■ **Written task**:
Please count the lines of the data below that contain the string "name", matching case exactly, and give only that number.

■ **Records shown**:
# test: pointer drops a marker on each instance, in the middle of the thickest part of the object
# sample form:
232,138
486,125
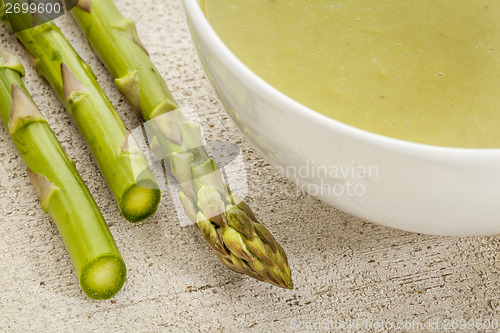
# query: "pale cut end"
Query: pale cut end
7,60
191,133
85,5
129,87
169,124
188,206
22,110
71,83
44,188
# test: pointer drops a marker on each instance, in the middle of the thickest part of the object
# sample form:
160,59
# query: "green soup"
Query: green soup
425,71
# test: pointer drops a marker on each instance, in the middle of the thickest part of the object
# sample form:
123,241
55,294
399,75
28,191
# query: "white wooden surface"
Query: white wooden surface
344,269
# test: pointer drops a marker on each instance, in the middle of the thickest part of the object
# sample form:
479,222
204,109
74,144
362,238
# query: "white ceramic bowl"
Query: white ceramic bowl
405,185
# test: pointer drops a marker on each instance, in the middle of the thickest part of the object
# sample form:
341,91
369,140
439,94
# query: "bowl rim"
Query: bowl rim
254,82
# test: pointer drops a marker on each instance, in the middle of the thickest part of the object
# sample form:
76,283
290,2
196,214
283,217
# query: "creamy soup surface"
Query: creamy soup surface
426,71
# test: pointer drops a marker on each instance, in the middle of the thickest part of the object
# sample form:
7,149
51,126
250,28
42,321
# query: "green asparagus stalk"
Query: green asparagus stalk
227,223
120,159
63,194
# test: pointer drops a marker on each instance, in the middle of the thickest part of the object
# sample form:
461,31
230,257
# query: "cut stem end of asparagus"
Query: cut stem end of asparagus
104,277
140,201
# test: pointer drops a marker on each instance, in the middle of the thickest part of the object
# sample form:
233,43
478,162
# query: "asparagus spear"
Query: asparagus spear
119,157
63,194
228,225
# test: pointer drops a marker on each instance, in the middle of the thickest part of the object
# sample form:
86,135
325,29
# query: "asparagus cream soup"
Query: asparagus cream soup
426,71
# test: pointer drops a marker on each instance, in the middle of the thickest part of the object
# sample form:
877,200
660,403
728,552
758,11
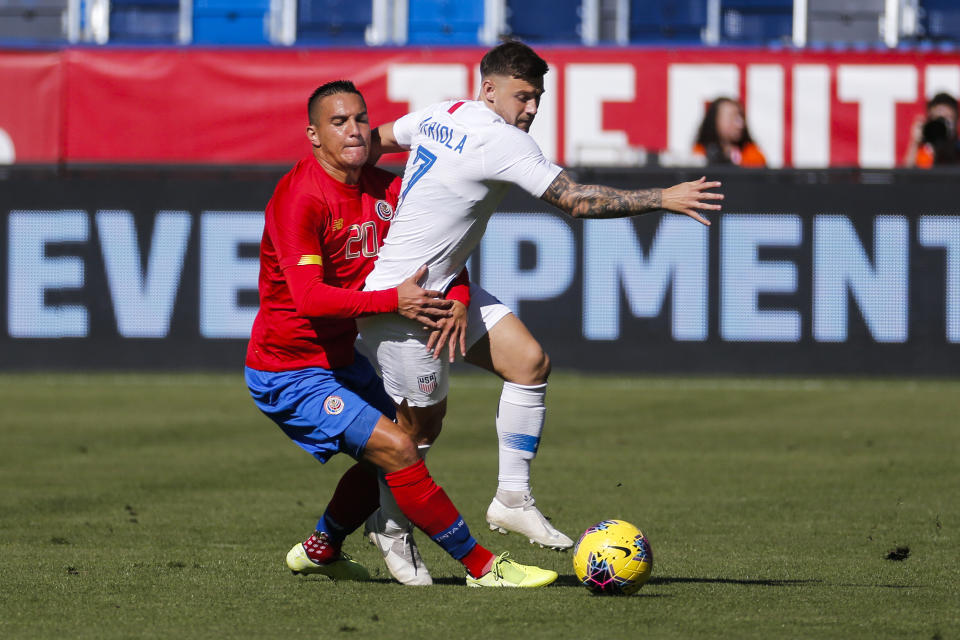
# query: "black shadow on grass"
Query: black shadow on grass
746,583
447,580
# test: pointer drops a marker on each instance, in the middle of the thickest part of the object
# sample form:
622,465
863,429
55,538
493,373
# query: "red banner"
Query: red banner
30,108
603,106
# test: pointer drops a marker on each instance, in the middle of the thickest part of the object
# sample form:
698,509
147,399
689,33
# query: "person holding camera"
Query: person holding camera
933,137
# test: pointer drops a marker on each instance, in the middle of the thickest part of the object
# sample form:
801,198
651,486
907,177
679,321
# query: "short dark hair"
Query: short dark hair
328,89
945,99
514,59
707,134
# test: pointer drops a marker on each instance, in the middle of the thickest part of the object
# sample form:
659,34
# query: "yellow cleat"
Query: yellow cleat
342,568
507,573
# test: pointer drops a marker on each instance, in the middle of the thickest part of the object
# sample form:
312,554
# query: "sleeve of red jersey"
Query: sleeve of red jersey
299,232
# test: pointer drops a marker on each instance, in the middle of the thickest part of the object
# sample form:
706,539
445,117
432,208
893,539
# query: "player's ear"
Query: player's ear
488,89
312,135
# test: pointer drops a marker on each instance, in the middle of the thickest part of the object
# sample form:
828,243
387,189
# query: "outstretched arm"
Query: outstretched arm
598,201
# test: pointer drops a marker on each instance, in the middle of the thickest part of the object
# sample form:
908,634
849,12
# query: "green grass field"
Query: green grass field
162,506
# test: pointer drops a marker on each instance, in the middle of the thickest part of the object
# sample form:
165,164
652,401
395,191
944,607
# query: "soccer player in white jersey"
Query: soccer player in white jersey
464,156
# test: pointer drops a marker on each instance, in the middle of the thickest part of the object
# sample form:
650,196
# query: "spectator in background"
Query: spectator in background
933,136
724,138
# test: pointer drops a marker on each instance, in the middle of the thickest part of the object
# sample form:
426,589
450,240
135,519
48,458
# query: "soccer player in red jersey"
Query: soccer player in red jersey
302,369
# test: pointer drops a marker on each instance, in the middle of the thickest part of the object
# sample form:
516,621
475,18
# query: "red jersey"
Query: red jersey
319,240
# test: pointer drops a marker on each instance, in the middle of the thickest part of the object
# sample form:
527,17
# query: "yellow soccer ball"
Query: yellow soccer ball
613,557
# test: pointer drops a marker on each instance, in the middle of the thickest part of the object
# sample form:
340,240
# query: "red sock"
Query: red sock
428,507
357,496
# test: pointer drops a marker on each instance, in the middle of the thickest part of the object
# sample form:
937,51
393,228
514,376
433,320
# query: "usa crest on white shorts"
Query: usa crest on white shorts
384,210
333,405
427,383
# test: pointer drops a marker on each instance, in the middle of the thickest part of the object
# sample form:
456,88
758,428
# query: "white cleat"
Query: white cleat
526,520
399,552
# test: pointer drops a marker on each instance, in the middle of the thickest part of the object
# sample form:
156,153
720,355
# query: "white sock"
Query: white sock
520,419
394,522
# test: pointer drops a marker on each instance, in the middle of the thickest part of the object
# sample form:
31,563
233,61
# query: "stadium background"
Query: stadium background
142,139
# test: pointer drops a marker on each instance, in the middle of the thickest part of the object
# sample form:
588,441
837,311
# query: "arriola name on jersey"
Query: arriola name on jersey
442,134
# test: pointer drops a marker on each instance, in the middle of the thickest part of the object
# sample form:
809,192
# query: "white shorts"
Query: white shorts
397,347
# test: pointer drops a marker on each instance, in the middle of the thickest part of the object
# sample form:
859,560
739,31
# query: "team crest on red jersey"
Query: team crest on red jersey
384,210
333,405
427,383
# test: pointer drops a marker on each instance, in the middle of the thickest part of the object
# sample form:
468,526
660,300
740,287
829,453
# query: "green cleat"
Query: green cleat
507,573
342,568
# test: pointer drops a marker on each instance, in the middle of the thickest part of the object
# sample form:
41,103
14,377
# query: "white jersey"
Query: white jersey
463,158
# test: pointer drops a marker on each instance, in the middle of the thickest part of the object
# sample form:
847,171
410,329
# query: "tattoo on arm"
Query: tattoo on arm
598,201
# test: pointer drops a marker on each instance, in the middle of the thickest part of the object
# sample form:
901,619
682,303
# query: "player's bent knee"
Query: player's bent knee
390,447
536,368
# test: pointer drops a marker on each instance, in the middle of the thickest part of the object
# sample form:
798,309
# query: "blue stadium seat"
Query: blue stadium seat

■ **Full response**:
2